:: DATA EXCERPTS ::
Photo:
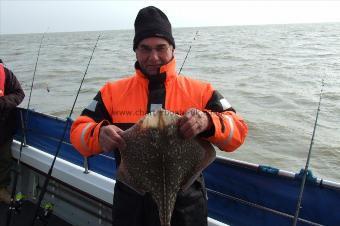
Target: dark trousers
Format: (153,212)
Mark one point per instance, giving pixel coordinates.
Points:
(5,163)
(132,209)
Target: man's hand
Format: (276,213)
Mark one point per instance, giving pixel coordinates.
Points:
(110,138)
(193,122)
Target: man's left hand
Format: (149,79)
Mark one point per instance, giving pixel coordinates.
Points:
(193,122)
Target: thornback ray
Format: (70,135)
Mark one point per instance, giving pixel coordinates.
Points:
(159,161)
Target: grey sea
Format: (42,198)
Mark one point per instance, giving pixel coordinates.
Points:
(270,74)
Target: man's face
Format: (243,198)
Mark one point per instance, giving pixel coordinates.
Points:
(152,53)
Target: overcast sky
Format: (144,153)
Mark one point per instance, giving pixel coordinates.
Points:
(57,16)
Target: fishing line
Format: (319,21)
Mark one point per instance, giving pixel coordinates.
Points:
(12,206)
(187,53)
(298,206)
(48,177)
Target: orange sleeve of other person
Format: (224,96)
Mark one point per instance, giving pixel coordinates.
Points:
(230,130)
(85,135)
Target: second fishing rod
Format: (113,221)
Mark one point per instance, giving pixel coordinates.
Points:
(49,174)
(15,202)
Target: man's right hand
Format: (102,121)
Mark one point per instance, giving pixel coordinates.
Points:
(110,138)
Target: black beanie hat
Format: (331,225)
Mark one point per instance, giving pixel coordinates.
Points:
(152,22)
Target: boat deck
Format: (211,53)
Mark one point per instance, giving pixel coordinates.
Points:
(26,215)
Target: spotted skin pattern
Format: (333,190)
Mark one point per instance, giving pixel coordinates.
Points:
(158,161)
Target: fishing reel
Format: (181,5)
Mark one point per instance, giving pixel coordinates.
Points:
(17,202)
(45,212)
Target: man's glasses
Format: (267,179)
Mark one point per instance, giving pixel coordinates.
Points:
(147,50)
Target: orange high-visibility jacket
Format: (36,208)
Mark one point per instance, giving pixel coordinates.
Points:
(125,101)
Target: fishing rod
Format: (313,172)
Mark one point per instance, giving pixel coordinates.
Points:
(187,53)
(298,206)
(15,204)
(48,177)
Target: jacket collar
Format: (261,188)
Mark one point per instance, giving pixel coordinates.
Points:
(167,71)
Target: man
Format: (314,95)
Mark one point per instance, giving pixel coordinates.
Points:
(11,95)
(155,85)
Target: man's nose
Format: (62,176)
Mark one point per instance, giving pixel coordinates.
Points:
(154,55)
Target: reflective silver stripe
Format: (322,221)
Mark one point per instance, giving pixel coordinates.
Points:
(225,104)
(82,138)
(92,106)
(231,132)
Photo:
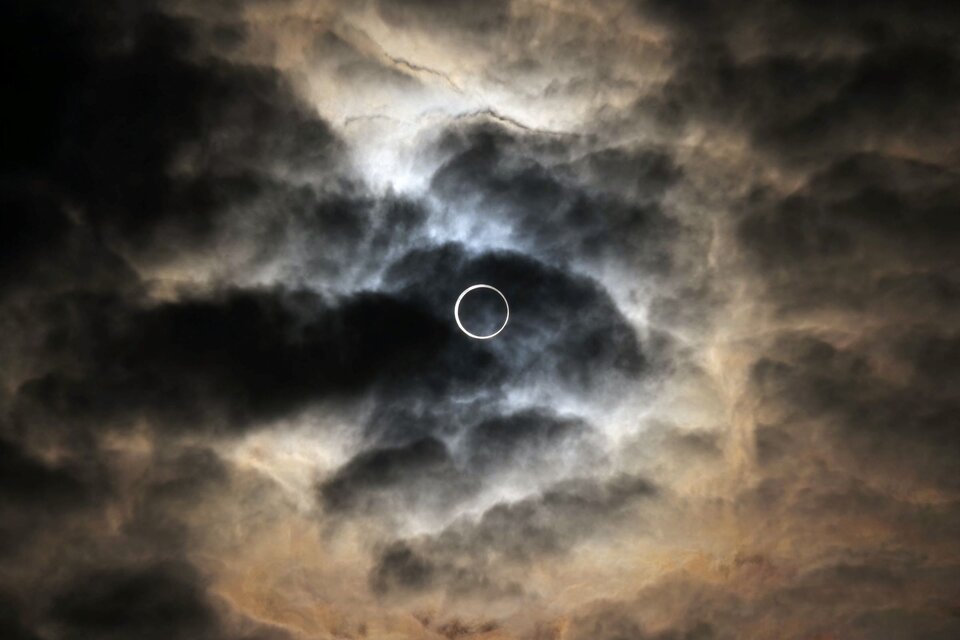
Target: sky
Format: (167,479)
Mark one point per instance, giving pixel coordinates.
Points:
(235,403)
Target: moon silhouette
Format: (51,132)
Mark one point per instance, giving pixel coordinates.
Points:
(456,311)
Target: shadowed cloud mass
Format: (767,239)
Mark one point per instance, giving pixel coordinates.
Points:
(234,402)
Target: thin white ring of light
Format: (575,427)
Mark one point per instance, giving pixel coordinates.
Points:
(456,311)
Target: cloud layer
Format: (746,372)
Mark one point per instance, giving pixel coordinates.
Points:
(234,402)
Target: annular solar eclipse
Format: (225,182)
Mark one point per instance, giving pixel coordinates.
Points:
(456,311)
(480,320)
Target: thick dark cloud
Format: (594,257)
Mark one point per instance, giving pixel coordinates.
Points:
(421,474)
(226,360)
(465,559)
(190,257)
(164,600)
(804,81)
(557,209)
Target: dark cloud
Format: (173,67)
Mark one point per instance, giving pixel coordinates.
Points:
(421,474)
(555,208)
(225,360)
(163,600)
(465,559)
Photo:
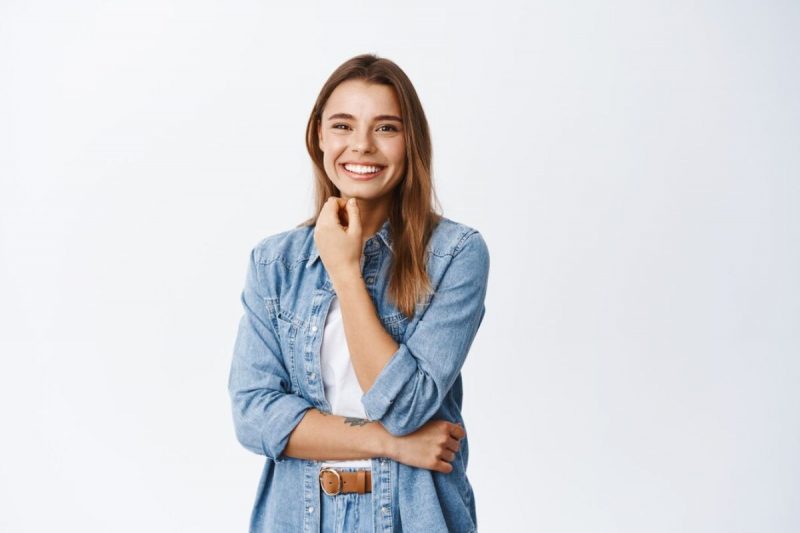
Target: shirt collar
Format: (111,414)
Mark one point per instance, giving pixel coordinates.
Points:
(384,234)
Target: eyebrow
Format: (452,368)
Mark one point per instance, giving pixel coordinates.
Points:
(348,116)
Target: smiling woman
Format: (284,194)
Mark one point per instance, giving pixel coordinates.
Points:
(346,372)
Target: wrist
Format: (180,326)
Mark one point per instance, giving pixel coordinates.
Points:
(387,444)
(346,278)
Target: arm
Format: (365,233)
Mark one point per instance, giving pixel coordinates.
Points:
(321,436)
(271,421)
(370,346)
(264,411)
(410,388)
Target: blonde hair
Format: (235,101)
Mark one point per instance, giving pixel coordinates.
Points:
(412,216)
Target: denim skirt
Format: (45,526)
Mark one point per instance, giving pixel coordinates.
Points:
(346,513)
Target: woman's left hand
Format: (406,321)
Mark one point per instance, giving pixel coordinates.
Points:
(339,245)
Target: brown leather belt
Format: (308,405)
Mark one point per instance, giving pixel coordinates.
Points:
(335,482)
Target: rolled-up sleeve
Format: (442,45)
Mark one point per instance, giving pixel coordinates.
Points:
(264,411)
(411,387)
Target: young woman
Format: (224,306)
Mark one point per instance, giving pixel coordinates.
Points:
(346,367)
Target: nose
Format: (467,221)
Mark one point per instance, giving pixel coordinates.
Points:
(362,142)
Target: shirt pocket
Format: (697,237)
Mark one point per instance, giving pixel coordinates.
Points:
(395,324)
(286,325)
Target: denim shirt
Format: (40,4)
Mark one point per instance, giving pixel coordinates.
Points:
(275,375)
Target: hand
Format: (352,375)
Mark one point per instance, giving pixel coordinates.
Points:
(433,446)
(339,245)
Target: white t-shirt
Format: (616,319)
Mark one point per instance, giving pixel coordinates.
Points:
(342,389)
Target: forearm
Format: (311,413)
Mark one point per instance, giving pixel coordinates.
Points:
(321,436)
(370,346)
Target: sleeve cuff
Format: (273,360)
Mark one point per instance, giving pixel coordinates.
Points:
(286,412)
(391,380)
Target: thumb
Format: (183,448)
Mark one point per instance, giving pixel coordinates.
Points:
(354,217)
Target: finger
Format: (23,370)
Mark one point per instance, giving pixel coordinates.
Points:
(457,431)
(354,217)
(329,214)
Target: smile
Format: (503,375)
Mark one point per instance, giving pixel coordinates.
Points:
(362,172)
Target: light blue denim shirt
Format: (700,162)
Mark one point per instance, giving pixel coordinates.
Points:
(275,375)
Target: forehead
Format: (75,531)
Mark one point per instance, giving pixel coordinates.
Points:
(362,99)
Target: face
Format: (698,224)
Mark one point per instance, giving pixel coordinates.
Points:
(361,137)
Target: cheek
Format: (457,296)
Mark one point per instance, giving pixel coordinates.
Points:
(396,151)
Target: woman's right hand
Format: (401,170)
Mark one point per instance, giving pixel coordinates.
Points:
(433,446)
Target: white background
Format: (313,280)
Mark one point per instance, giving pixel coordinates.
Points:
(633,167)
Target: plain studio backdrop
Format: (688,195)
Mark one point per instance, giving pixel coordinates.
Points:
(633,167)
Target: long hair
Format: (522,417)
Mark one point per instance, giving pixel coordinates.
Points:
(412,216)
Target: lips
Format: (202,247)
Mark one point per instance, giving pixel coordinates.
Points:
(360,171)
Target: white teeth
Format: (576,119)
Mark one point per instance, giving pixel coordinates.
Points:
(361,169)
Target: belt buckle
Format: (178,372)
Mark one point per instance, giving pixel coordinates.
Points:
(338,477)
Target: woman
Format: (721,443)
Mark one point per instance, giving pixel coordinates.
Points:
(346,367)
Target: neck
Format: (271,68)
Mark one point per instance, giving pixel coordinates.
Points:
(373,215)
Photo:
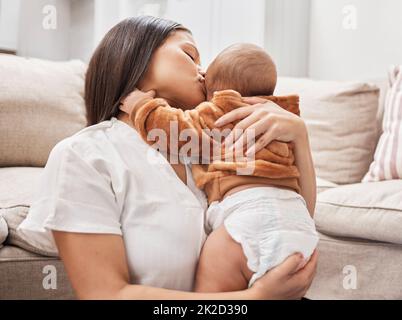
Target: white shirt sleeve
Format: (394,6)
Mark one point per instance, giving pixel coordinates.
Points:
(75,194)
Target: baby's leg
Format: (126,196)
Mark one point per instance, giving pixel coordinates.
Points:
(222,265)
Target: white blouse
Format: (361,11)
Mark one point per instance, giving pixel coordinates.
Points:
(106,179)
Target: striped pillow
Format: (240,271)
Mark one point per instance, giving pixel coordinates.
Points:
(387,164)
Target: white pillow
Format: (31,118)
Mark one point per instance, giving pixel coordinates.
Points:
(342,125)
(387,164)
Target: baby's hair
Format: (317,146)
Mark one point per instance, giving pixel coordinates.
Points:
(243,67)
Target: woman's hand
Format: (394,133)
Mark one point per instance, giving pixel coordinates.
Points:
(284,282)
(135,98)
(262,118)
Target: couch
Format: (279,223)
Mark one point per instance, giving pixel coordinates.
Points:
(360,224)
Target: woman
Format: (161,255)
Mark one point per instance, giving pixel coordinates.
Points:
(118,219)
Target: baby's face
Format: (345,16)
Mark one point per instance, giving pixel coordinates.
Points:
(208,88)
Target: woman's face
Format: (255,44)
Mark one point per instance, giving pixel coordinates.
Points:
(174,72)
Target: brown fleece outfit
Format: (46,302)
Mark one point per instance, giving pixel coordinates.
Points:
(273,165)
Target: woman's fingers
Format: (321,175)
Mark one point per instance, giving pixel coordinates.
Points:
(265,126)
(234,115)
(253,100)
(240,128)
(263,141)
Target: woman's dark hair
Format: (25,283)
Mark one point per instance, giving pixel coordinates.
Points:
(120,61)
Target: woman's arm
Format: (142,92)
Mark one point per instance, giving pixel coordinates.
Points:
(98,270)
(304,162)
(270,122)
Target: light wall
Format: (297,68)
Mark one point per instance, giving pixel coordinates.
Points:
(366,52)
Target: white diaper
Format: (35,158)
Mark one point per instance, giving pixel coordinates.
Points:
(270,224)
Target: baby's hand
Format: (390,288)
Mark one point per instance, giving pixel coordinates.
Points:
(134,98)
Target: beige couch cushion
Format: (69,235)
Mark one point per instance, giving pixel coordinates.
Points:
(342,122)
(41,102)
(365,210)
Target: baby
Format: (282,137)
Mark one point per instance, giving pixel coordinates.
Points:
(255,221)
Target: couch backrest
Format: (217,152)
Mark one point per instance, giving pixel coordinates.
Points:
(41,102)
(344,122)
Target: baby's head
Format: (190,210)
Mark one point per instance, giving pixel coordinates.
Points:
(243,67)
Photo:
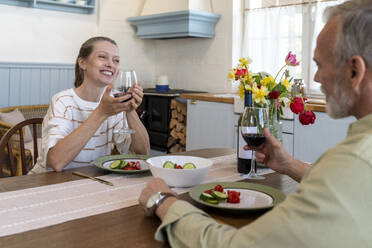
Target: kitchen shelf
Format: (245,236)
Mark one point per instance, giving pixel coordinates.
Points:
(89,8)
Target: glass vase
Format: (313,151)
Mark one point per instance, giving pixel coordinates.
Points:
(275,125)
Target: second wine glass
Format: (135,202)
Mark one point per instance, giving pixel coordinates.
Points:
(122,84)
(253,122)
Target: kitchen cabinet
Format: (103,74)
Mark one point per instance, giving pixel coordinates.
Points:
(312,141)
(61,5)
(214,125)
(210,125)
(288,135)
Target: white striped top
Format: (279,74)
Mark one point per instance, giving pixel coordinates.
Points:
(66,112)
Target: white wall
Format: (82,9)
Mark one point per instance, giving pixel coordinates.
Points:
(134,53)
(34,35)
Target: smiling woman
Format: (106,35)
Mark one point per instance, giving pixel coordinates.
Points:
(81,122)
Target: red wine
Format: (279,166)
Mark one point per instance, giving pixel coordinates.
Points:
(244,156)
(120,94)
(254,140)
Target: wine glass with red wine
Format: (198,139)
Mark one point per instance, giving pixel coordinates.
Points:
(253,122)
(124,81)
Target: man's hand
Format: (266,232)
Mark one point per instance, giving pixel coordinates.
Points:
(273,154)
(157,185)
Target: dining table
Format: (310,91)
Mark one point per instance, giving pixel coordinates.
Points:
(124,227)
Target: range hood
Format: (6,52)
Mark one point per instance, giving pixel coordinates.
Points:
(167,19)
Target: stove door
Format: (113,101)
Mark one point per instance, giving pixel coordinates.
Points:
(159,113)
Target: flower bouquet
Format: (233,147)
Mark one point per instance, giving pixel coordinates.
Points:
(272,92)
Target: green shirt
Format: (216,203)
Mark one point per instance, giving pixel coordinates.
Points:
(332,207)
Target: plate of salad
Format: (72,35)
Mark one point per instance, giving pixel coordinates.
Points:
(236,196)
(125,163)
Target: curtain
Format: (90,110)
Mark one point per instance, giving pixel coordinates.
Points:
(270,33)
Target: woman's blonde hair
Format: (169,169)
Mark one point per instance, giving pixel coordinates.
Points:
(84,52)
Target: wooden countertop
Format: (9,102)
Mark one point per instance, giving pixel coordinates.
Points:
(125,227)
(224,98)
(209,97)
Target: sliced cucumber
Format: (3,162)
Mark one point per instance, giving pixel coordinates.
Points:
(169,165)
(115,164)
(189,166)
(212,201)
(219,195)
(123,164)
(206,196)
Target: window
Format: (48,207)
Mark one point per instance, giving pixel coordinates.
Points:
(274,27)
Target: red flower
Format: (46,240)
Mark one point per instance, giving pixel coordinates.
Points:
(297,106)
(291,59)
(274,94)
(307,117)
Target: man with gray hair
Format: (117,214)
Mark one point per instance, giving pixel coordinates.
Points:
(333,204)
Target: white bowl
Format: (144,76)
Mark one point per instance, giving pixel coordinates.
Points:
(81,2)
(180,177)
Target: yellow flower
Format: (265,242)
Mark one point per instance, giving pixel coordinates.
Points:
(259,95)
(287,84)
(231,75)
(247,87)
(268,81)
(241,91)
(245,61)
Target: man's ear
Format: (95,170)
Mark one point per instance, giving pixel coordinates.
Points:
(82,63)
(356,71)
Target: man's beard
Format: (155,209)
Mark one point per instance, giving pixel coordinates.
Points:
(339,102)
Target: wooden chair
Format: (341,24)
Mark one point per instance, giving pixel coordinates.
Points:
(28,111)
(10,150)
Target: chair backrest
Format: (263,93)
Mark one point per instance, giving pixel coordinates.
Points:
(10,150)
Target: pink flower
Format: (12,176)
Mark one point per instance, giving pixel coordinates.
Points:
(297,106)
(274,94)
(307,117)
(291,59)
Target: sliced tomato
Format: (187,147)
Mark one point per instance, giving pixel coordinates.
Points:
(209,191)
(218,187)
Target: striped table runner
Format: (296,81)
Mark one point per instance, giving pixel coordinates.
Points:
(39,207)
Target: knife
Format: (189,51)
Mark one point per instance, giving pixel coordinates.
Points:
(93,178)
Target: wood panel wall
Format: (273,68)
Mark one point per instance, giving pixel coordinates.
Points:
(33,83)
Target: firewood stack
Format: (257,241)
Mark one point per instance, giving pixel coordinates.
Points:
(177,126)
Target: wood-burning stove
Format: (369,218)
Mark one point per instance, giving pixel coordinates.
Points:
(155,113)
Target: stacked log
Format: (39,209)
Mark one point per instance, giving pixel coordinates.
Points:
(177,126)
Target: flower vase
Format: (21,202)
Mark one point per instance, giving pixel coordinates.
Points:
(275,125)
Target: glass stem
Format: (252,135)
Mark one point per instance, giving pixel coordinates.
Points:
(253,169)
(125,123)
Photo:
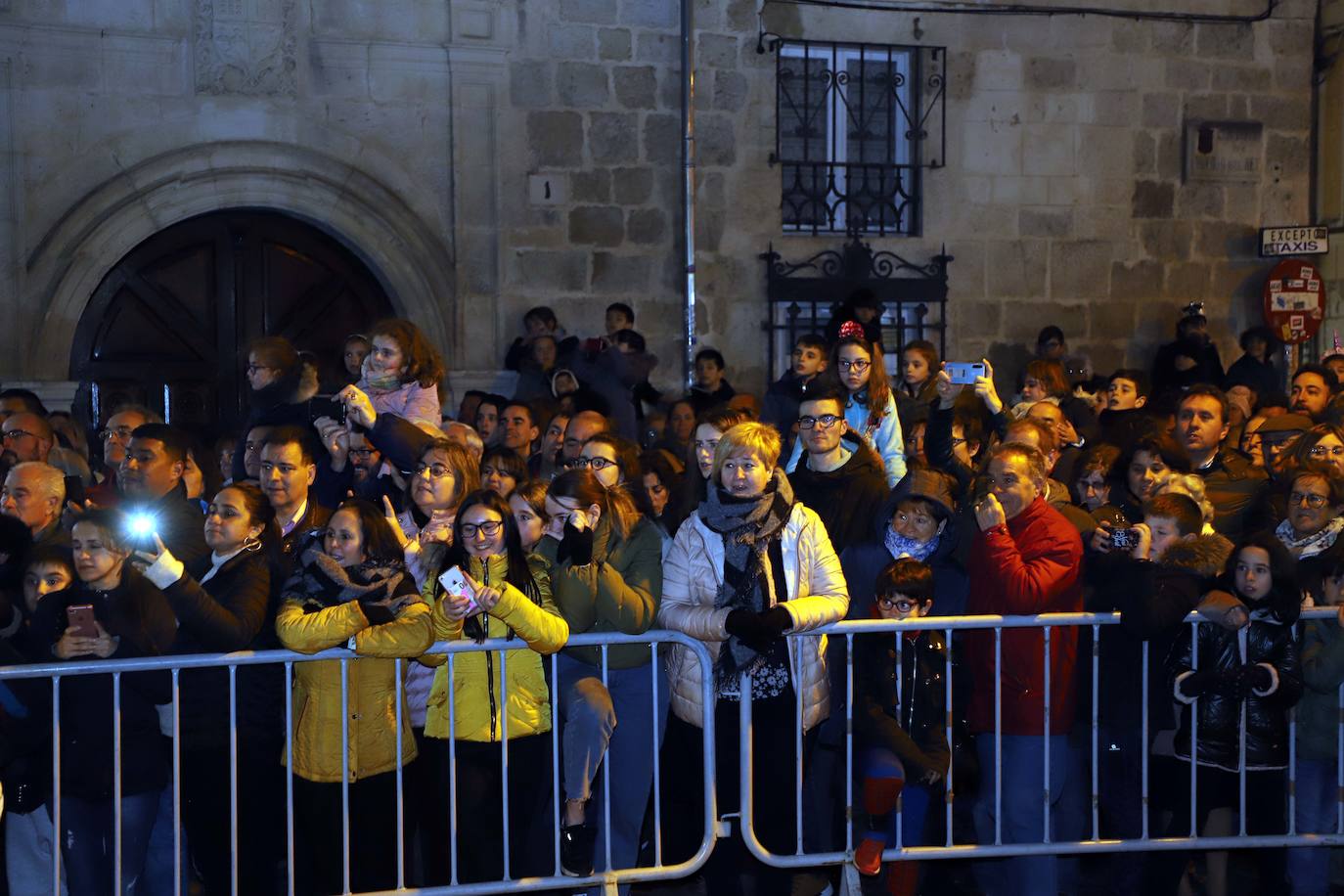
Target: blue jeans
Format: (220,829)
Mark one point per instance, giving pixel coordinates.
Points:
(1309,867)
(87,842)
(1023,814)
(611,724)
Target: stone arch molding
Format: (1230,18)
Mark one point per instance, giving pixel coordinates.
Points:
(410,259)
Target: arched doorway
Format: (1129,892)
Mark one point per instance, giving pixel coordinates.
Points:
(169,324)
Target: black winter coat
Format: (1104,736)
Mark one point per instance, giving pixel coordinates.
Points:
(1268,641)
(139,614)
(234,610)
(913,724)
(1152,600)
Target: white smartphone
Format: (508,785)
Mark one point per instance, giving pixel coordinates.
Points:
(455,583)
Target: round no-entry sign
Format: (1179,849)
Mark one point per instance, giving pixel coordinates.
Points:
(1294,301)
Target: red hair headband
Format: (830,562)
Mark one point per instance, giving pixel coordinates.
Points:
(852,330)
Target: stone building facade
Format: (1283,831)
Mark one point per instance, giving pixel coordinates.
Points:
(424,135)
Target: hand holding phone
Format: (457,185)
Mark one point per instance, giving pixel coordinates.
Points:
(459,596)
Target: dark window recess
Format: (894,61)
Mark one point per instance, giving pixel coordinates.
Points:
(854,125)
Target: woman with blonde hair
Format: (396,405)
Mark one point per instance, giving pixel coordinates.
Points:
(747,567)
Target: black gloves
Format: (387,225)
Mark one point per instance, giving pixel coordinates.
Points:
(575,547)
(758,630)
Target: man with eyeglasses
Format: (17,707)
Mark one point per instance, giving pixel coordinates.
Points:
(843,479)
(114,437)
(288,471)
(582,426)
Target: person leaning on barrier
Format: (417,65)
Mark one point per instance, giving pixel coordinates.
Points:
(747,567)
(1318,716)
(899,718)
(606,575)
(1224,676)
(349,589)
(130,618)
(1024,560)
(1153,585)
(223,605)
(510,598)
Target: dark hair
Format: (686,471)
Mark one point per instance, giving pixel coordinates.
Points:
(32,405)
(380,543)
(615,503)
(284,435)
(519,572)
(710,353)
(1174,506)
(173,439)
(908,576)
(424,364)
(879,389)
(1285,598)
(1142,385)
(1262,334)
(1157,443)
(927,349)
(1298,452)
(507,460)
(276,352)
(1328,471)
(51,555)
(827,392)
(811,340)
(1320,370)
(1210,391)
(1049,374)
(258,511)
(629,337)
(541,313)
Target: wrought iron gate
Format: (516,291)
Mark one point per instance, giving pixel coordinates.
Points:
(804,295)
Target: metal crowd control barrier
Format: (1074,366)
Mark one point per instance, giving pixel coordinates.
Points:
(1046,846)
(607,880)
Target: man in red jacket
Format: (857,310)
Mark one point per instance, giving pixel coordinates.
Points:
(1024,560)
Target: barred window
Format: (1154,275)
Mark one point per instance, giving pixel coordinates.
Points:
(852,133)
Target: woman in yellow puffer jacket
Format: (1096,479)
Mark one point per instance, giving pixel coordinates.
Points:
(496,694)
(349,589)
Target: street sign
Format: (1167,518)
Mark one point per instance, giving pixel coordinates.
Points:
(1294,241)
(1294,301)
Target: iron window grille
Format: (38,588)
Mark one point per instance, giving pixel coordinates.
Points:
(854,125)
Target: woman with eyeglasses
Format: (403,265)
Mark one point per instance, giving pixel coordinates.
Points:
(281,387)
(499,700)
(503,470)
(606,572)
(872,407)
(349,589)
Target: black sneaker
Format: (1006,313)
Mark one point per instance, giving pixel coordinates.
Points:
(577,849)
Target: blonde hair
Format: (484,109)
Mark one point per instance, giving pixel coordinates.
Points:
(1191,486)
(747,438)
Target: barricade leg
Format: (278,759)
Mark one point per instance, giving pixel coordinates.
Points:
(1021,784)
(1309,867)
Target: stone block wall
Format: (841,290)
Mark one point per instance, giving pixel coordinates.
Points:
(536,148)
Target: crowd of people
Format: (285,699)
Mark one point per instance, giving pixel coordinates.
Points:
(588,503)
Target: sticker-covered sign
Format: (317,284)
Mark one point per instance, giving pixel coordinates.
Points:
(1294,301)
(1294,241)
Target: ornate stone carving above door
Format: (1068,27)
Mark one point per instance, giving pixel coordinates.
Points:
(246,47)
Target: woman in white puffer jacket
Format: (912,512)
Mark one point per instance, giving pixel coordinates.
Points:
(747,567)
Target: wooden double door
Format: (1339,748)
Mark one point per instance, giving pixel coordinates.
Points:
(169,326)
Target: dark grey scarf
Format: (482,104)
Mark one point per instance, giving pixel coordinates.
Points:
(747,528)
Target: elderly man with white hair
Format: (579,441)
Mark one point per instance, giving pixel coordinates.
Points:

:: WHAT YOU NEED TO DO ::
Could the stretch from the line with "Target: couch backrest" through the line with "Target: glass vase" in the listing above be restated word for word, minus the pictures?

:: RESPONSE ::
Target: couch backrest
Format: (217,152)
Mark one point per instance, giving pixel coordinates.
Points:
(41,102)
(344,122)
Target: baby's head
Format: (190,210)
Mark one point per instance, giving pixel coordinates.
Points:
(243,67)
Photo:
Target: kitchen shelf
Format: (245,236)
Mark one point per instance, giving pixel coordinates.
Points:
(89,8)
Target: glass vase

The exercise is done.